__Material provided__.
---*---
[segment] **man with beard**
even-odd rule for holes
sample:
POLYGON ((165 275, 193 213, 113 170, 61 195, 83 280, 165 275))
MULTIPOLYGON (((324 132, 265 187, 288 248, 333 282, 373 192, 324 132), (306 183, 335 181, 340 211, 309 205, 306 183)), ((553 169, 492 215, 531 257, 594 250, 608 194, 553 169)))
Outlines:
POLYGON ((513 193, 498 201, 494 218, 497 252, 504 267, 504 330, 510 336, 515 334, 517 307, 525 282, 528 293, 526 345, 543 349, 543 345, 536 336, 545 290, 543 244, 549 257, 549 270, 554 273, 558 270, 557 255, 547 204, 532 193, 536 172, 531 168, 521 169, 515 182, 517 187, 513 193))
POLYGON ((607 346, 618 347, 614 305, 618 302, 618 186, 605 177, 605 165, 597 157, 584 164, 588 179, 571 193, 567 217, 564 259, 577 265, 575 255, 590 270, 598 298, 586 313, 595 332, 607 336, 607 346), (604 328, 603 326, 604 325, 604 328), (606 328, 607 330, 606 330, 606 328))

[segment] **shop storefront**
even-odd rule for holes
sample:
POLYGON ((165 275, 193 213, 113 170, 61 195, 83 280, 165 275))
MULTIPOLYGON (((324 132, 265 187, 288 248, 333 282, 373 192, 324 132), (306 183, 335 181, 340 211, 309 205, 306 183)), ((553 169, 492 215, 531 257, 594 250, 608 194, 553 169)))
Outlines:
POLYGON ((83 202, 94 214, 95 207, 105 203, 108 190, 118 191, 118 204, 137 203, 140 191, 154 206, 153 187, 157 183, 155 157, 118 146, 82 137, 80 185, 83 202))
---*---
__Written problem__.
Revise only the lines starting at the one containing "[segment] **shop storefront**" and ending at the end of the records, swapping "Outlines" for "Shapes" and keeping everything else the same.

__Finished exercise__.
[segment] **shop storefront**
even-odd rule for holes
sample:
POLYGON ((165 275, 193 213, 113 170, 61 195, 83 280, 165 275))
MULTIPOLYGON (((324 132, 265 187, 288 248, 333 282, 373 192, 324 132), (306 183, 335 181, 340 211, 309 205, 306 183)), ((553 169, 492 215, 531 257, 594 250, 608 194, 553 169)))
Shapes:
POLYGON ((83 202, 94 214, 95 207, 105 203, 108 190, 118 191, 118 204, 137 203, 140 191, 154 206, 153 187, 157 183, 155 157, 118 146, 82 137, 80 185, 83 202))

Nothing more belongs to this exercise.